Go through the entries below and print each one exactly, leaving out pictures.

(Picture region annotation data)
** START **

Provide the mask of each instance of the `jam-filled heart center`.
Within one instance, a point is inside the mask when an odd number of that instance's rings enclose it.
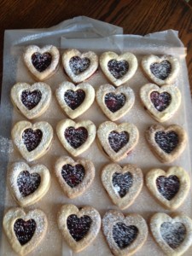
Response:
[[[176,249],[184,241],[186,236],[186,228],[180,222],[164,222],[160,225],[160,234],[166,242],[172,248]]]
[[[32,55],[32,63],[38,72],[44,72],[50,65],[52,55],[49,52],[35,52]]]
[[[31,218],[27,221],[18,218],[14,224],[14,231],[21,246],[26,244],[33,236],[36,222]]]
[[[91,223],[91,218],[87,215],[78,218],[77,215],[72,214],[67,219],[69,233],[76,241],[80,241],[87,235]]]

** END **

**THE SOLUTION:**
Provide the mask of each instance of the `jam-filled heart center`.
Within one instance, a point is inside the mask when an odd number of that instance's rings enclose it.
Response:
[[[176,249],[184,241],[186,236],[186,228],[180,222],[164,222],[160,225],[160,234],[166,242],[172,248]]]
[[[32,55],[32,63],[38,72],[44,72],[50,65],[52,55],[49,52],[35,52]]]
[[[31,218],[27,221],[18,218],[14,224],[14,231],[21,246],[26,244],[33,236],[36,222]]]
[[[91,223],[91,218],[87,215],[78,218],[77,215],[72,214],[67,219],[69,233],[76,241],[80,241],[87,235]]]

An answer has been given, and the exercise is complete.